EXERCISE INPUTS:
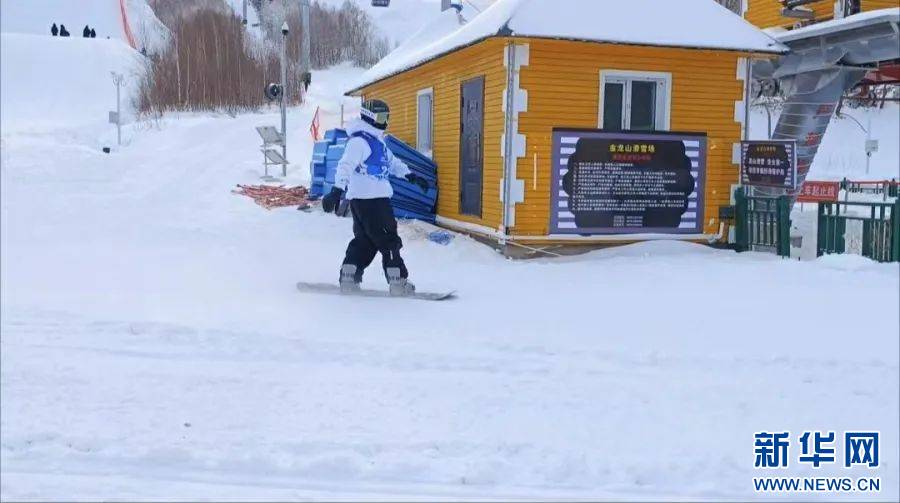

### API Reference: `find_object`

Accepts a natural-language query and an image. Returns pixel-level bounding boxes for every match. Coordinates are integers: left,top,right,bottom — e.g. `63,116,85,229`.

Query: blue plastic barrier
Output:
308,129,439,222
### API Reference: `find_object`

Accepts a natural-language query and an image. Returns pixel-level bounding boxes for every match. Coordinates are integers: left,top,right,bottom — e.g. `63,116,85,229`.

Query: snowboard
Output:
296,281,456,301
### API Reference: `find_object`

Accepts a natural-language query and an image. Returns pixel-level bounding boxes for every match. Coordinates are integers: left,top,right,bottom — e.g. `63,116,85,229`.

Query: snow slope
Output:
0,0,170,53
2,58,899,500
0,33,145,134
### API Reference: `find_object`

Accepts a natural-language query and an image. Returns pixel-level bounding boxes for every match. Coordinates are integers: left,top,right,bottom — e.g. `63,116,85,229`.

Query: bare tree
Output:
137,8,304,115
715,0,743,15
138,0,390,115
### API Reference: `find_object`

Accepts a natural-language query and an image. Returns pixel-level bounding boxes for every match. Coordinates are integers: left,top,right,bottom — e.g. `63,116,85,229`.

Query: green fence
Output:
817,199,900,263
841,178,899,200
734,187,792,258
733,187,900,263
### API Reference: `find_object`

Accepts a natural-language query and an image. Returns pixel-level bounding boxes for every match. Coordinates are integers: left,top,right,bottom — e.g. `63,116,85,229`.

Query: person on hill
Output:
320,99,430,296
59,24,70,37
83,25,91,37
51,23,59,36
90,28,96,38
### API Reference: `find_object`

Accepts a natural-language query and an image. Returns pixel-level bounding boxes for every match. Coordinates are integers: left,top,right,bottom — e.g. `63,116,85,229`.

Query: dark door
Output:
459,76,484,217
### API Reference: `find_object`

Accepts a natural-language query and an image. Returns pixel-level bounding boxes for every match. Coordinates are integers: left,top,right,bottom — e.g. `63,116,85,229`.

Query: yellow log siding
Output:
513,39,746,237
863,0,900,11
357,39,507,229
744,0,833,28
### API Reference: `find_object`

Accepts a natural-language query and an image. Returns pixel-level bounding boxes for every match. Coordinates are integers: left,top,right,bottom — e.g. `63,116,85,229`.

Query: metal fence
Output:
841,179,900,201
734,186,900,263
734,187,792,258
818,200,899,263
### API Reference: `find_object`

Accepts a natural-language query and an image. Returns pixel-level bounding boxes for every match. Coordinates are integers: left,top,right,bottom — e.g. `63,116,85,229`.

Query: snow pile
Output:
348,0,786,92
775,6,900,43
0,0,170,53
123,0,171,53
357,5,467,88
0,33,146,133
363,0,471,46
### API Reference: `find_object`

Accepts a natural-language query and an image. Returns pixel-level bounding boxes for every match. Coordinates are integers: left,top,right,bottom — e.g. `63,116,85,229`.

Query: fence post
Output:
817,202,826,258
893,198,900,262
735,187,748,252
777,195,792,258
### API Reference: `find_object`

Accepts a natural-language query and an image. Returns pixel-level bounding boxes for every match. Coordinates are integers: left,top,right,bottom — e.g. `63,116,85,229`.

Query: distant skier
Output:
51,23,59,36
83,25,91,37
90,28,96,38
320,99,430,296
59,24,70,37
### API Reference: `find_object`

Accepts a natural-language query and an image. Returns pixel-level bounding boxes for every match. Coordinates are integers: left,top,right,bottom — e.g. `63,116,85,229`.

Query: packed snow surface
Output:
1,23,899,502
0,0,170,53
0,33,145,133
349,0,787,92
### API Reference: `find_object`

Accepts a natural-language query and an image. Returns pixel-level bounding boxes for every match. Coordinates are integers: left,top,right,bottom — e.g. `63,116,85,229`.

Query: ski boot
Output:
386,267,415,296
339,264,361,294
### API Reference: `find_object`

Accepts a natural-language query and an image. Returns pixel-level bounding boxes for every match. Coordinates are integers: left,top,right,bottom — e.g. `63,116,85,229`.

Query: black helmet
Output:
361,99,390,130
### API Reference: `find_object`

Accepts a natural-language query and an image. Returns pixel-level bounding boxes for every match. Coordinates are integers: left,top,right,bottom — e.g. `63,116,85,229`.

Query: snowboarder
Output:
59,24,70,37
321,99,431,296
83,25,91,37
51,23,59,36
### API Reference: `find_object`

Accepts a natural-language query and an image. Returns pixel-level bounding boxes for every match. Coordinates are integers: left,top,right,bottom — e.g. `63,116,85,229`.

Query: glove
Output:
321,186,344,214
405,173,430,192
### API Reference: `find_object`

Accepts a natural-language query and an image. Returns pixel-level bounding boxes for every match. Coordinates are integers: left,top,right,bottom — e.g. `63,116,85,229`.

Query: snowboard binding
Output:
339,264,361,293
386,267,415,297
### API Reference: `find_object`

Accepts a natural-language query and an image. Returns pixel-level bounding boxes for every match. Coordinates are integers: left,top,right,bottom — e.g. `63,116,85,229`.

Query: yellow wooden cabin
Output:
344,0,788,249
744,0,899,30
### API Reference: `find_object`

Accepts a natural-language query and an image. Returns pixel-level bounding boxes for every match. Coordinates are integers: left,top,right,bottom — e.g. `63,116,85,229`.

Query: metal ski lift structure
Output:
749,4,899,200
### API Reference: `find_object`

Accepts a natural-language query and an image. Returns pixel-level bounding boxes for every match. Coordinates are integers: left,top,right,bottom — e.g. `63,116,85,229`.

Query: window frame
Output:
598,70,672,131
416,87,435,158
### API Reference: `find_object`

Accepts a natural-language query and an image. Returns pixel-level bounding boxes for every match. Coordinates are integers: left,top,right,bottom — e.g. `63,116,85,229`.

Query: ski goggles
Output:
361,107,390,127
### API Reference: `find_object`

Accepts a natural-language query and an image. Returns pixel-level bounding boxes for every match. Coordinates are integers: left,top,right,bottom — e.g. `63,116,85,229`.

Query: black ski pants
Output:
341,198,407,282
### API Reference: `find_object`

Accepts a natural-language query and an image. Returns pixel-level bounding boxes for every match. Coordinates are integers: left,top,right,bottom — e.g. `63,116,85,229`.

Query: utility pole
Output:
281,20,289,177
300,0,311,94
110,72,125,146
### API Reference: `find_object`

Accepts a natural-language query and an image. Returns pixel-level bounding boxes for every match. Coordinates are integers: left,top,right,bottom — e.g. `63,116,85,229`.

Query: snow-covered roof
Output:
774,7,900,43
346,0,789,94
351,5,469,92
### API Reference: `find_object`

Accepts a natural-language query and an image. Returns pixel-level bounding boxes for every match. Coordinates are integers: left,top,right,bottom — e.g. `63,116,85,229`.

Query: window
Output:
417,88,434,158
599,71,671,131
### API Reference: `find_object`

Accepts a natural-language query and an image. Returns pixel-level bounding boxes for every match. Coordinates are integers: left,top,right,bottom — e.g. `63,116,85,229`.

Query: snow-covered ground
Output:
2,5,899,501
0,0,170,53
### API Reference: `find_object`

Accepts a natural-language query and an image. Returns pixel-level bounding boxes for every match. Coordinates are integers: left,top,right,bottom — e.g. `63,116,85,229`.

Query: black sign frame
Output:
550,128,707,236
740,140,798,190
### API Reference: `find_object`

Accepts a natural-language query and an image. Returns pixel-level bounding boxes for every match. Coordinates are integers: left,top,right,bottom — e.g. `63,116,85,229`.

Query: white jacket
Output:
334,119,411,200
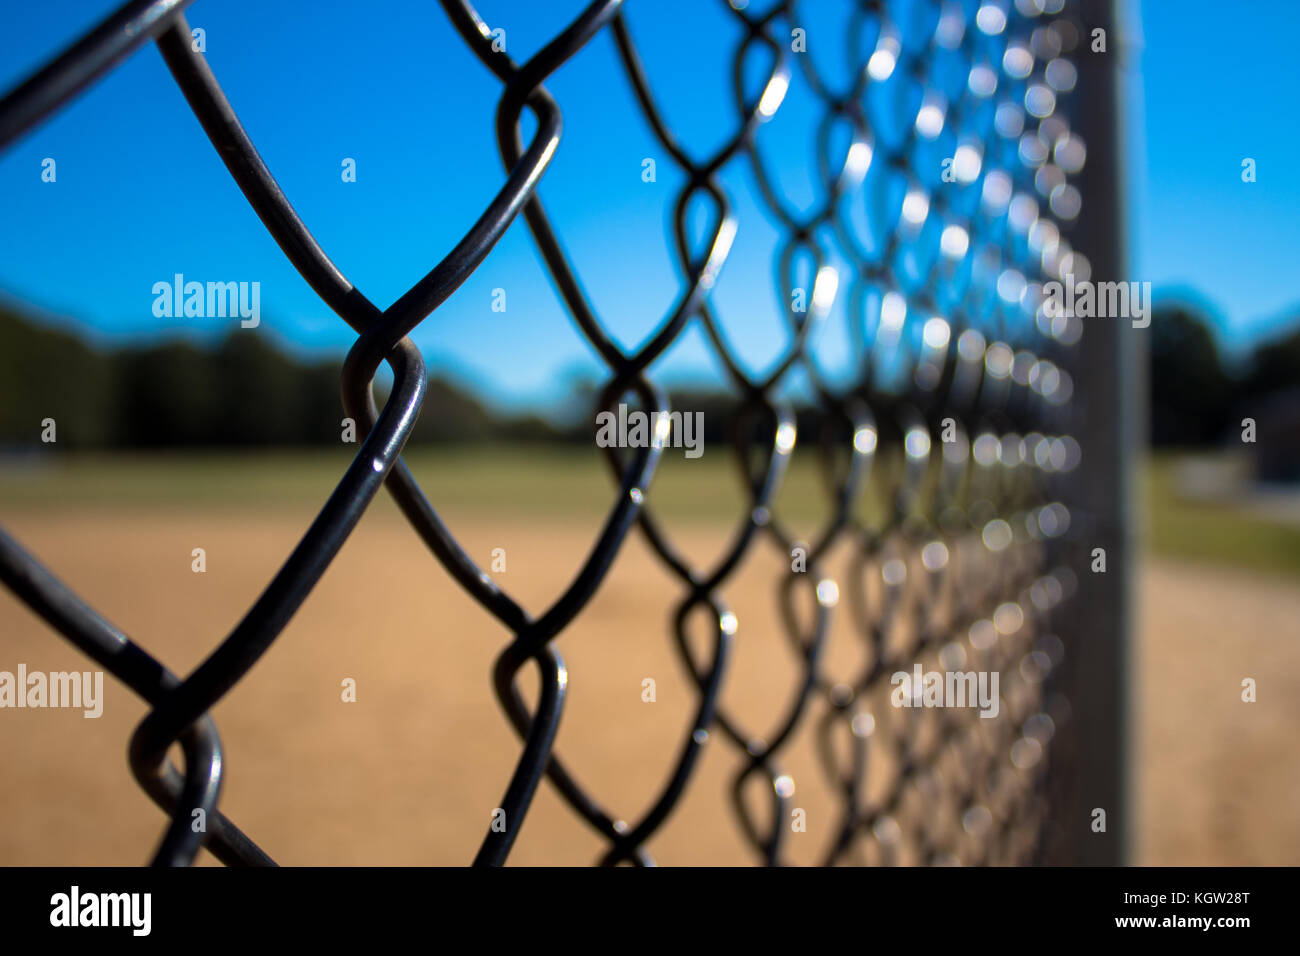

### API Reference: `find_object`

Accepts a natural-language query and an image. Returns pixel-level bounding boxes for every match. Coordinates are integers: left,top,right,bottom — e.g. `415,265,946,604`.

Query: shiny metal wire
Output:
0,0,1095,866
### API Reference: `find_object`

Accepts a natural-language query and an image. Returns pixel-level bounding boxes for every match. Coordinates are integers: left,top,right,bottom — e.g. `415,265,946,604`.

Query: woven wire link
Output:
0,0,1089,866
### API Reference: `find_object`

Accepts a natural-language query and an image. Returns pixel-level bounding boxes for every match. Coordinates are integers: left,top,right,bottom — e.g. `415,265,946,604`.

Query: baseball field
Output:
0,449,1296,864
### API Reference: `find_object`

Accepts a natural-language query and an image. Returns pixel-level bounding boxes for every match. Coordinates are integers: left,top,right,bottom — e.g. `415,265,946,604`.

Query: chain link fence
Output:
0,0,1125,866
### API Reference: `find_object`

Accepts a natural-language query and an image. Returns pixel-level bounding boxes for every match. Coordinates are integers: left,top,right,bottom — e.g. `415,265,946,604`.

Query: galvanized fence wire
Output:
0,0,1092,866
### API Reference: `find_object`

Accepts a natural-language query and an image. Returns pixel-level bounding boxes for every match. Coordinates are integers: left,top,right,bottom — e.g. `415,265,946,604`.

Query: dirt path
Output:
0,505,1295,864
1134,559,1300,865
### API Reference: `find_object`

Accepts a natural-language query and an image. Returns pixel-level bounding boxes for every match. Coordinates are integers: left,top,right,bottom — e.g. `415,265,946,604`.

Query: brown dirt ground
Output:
0,502,1296,865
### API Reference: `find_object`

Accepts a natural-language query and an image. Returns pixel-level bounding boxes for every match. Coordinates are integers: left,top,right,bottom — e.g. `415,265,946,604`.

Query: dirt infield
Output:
0,501,1296,865
1134,560,1300,865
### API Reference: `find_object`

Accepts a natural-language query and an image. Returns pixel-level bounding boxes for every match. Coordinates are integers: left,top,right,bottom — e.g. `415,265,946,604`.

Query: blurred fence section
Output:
0,0,1125,865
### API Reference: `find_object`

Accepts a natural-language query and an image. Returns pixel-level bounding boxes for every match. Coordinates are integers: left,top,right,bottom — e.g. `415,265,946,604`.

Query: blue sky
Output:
0,0,1296,412
1125,0,1300,360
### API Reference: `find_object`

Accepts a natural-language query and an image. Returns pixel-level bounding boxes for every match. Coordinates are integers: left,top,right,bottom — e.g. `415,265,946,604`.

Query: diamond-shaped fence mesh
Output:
0,0,1123,866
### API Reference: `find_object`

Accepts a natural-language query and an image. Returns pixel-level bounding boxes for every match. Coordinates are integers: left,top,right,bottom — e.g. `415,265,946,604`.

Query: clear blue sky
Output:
1125,0,1300,361
0,0,1296,412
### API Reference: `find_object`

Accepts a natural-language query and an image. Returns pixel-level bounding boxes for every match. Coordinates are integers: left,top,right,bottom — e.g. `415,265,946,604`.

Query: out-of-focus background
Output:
1,0,1298,865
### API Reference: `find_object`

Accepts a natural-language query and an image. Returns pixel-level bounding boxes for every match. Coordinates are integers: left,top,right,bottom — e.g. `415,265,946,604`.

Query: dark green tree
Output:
1149,305,1234,446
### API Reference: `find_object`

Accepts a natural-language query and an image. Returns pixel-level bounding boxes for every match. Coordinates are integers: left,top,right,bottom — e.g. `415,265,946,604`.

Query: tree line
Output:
1149,304,1300,445
0,306,548,448
0,302,1296,449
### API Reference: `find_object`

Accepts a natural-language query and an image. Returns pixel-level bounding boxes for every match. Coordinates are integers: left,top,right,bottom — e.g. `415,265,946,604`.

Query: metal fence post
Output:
1067,0,1142,866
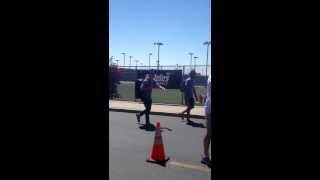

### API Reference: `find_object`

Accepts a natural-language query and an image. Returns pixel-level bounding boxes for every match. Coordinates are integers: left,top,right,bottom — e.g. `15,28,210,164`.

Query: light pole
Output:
194,56,198,71
188,52,193,70
129,56,133,68
115,59,120,66
153,42,163,70
109,56,113,65
121,52,126,66
135,59,139,69
203,41,211,78
148,53,152,69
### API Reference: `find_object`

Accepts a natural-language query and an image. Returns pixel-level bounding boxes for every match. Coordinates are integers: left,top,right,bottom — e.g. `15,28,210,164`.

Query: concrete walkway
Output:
109,100,205,119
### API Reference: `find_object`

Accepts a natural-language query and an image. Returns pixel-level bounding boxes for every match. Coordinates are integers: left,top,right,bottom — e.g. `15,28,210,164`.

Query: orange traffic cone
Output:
146,122,170,164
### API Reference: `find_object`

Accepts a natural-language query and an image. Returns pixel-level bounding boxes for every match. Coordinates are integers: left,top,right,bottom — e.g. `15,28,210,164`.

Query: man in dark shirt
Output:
136,72,166,129
180,70,198,124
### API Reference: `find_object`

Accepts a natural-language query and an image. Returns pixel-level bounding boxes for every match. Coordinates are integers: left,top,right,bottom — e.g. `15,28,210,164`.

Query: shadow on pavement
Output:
201,159,214,169
146,158,170,167
205,163,213,169
186,121,206,128
146,160,167,167
160,127,173,132
139,124,156,131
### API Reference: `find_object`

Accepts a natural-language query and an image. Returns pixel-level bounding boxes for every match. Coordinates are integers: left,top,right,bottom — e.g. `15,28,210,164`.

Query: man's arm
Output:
155,81,166,91
140,81,148,91
193,87,198,101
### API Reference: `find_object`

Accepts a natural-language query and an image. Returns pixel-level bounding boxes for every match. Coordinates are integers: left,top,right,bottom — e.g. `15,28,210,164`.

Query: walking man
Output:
180,70,198,124
136,72,166,129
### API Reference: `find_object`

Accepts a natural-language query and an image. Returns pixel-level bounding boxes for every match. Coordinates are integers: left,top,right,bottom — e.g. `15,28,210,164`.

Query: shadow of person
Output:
186,120,206,128
139,123,156,131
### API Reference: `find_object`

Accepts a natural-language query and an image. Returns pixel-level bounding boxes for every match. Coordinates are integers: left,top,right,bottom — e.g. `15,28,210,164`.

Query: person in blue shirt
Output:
179,70,198,124
136,72,166,129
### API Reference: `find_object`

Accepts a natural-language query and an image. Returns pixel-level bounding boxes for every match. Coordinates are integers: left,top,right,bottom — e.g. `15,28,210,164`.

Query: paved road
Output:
109,100,205,118
109,111,212,180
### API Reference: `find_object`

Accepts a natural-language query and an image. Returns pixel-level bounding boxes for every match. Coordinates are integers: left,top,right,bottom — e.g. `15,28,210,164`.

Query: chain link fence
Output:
110,65,211,105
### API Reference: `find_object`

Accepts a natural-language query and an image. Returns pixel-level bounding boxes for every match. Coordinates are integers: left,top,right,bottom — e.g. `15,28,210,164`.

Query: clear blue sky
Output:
110,0,211,67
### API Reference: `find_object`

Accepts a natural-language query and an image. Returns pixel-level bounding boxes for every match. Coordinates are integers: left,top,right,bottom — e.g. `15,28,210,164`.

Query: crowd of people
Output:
135,70,213,167
108,64,213,166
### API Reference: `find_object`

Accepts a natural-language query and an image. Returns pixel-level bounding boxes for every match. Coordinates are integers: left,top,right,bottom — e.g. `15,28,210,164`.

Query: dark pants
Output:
139,98,152,124
185,97,195,108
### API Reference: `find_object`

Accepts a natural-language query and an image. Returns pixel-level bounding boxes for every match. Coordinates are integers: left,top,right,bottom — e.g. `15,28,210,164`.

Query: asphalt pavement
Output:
109,100,205,119
109,111,212,180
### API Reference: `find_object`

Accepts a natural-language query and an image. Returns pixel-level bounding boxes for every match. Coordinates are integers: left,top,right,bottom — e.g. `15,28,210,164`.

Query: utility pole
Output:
135,59,139,70
203,41,211,78
129,56,133,68
153,42,163,70
194,56,198,70
121,52,126,66
109,56,113,65
148,53,152,70
188,52,193,71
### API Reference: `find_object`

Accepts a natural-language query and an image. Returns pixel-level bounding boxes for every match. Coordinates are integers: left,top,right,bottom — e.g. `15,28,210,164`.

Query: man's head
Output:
189,70,196,79
149,70,156,79
145,71,155,80
144,73,150,80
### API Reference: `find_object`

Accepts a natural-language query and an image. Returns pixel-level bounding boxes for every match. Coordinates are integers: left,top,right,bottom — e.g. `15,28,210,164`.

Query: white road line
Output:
168,161,211,173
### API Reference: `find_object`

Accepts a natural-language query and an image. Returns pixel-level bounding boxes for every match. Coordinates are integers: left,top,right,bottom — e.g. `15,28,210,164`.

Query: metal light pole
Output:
129,56,132,68
188,52,193,70
154,42,163,70
115,59,120,66
121,52,126,66
148,53,152,69
203,41,211,78
194,56,198,71
135,59,139,68
109,56,113,65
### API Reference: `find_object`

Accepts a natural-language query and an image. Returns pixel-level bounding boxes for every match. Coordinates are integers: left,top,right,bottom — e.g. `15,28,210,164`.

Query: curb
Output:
110,100,204,108
109,108,205,119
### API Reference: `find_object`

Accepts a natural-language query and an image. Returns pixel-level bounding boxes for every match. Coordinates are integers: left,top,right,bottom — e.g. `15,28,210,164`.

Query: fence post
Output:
181,66,185,105
134,66,137,102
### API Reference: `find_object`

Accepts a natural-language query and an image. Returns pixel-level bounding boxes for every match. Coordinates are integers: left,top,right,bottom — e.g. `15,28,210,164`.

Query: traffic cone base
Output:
146,122,170,165
146,156,170,163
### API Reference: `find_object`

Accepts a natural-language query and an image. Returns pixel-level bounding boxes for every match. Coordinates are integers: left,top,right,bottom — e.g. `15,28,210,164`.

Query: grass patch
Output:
116,81,207,105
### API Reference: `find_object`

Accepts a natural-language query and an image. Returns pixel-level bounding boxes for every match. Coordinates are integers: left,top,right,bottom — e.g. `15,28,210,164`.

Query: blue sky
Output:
110,0,211,67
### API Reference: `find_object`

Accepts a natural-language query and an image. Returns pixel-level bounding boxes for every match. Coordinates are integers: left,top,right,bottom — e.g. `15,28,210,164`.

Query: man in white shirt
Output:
201,75,212,166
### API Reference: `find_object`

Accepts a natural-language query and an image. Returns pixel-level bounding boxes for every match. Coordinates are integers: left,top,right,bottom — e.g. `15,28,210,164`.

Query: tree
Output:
109,65,123,99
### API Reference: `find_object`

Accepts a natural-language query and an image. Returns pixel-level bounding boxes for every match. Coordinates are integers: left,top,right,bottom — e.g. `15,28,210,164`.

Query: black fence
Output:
117,65,211,86
109,65,211,105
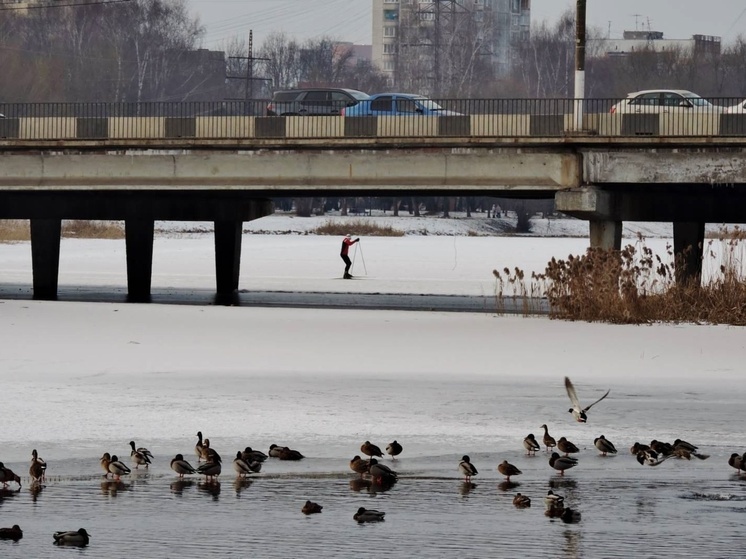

WHAT YOU WILL DO:
Work through the data line by line and state how many lines have the string "covered"; add nothing else.

SOLVED EXERCISE:
2